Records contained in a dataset
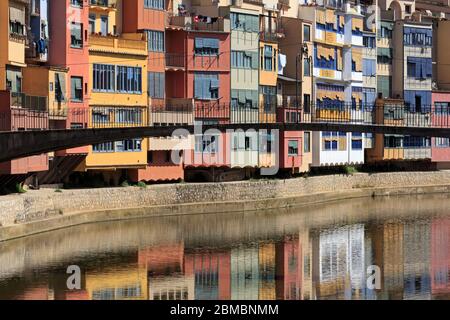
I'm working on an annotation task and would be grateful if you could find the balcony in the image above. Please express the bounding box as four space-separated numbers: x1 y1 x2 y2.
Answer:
259 28 286 42
10 92 48 112
89 0 117 10
0 91 49 132
167 15 230 33
89 33 147 56
150 99 195 126
165 53 185 71
278 0 291 9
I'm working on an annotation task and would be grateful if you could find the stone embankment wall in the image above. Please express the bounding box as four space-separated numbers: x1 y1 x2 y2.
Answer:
1 171 450 231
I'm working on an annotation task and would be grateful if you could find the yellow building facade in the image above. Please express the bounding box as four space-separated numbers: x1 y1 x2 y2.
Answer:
0 0 28 91
77 3 149 177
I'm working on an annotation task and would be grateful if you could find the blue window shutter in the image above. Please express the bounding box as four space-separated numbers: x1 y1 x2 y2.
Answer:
211 38 219 50
159 73 165 98
194 75 202 98
202 77 210 99
195 38 204 49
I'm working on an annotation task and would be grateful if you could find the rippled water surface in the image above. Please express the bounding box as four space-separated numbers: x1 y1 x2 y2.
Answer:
0 194 449 300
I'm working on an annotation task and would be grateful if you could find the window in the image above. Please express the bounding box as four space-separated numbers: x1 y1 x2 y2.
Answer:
230 13 259 32
261 85 276 112
231 89 258 109
435 137 450 148
288 140 299 156
260 133 273 153
147 30 164 52
322 131 346 151
70 22 83 48
304 58 311 76
115 108 142 124
405 5 411 14
384 135 403 148
148 72 165 98
304 132 311 153
195 38 219 56
362 59 376 77
195 135 218 153
303 25 311 42
435 102 450 115
115 139 142 152
304 94 311 113
144 0 164 10
363 36 375 48
70 0 83 7
403 27 432 47
100 16 108 36
351 133 363 150
116 66 142 93
407 61 416 78
93 142 114 153
406 57 432 79
403 136 431 148
71 76 83 102
194 73 219 100
231 51 257 69
377 48 393 64
263 45 273 71
55 72 66 102
89 14 96 34
92 108 110 124
93 64 115 92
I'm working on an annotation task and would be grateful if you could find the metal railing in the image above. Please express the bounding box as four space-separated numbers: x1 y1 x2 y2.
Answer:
1 103 450 133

WHAT THE TASK ASKS - Every line above should be returned word for word, with the pictures left behind.

TASK ANSWER -
I'm working on an annotation task and would be grateful if you could find the balcony in the image above. Please express the bounding box as four space-separated numbers: x1 y1 x2 y2.
Answer:
259 28 286 42
10 92 48 112
89 0 117 10
0 91 49 132
167 15 230 33
89 33 147 56
150 99 195 126
165 53 185 71
278 0 291 9
I'm working on an annotation task and would be grateful if you could find the stone embankment wall in the image above. Please express the bounding box as four space-separated numbers: x1 y1 x2 y2.
Answer:
1 171 450 231
I'm working on an annotation task and would be grateful if you could find the yellow building facade in the image above. Please express the bounding box as four space-separated numbers: x1 y1 x2 y2.
Answer:
0 0 28 91
77 3 149 177
I'm working on an annotation task and would be grateful if you could find the blue window shutter in the image above. Please express the bounding box as four space-separated numbers: x1 y1 x2 y2.
Answer:
211 38 219 50
159 73 165 98
194 75 202 98
202 77 210 99
195 38 204 49
I'm working on an annotation task and would be grateful if you could find the rippled water surface in the image above. Please express the bounding box as four space-separated numbers: x1 y1 x2 y2.
Answer:
0 194 449 300
I'm working on an annotation task and would be grateful if you could find the window in the image above. Please express the bounding box as four space-separated numbers: x1 y1 x2 y2.
Answer:
230 13 259 32
261 85 276 112
231 89 258 109
435 137 450 148
288 140 299 156
260 133 273 153
147 30 164 52
322 131 346 151
70 22 83 48
304 58 311 76
115 108 142 124
405 5 411 14
384 135 403 148
148 72 165 98
304 132 311 153
195 38 219 56
362 59 376 77
195 135 218 153
303 25 311 42
435 102 450 115
115 139 142 152
304 94 311 113
144 0 164 10
363 36 375 48
70 0 83 7
403 27 432 47
100 16 108 36
351 133 363 150
116 66 142 93
407 61 416 78
93 142 114 153
406 57 432 79
403 136 431 148
71 76 83 102
194 73 219 100
231 51 257 69
377 48 393 64
263 45 273 71
55 72 66 102
89 14 96 34
92 108 110 124
93 64 115 92
I'm working on an annotation task and would be grateful if you could find the metal railing in the image above. Please express the bounding box as four space-separated numbers: x1 y1 x2 y2.
Answer:
1 103 450 133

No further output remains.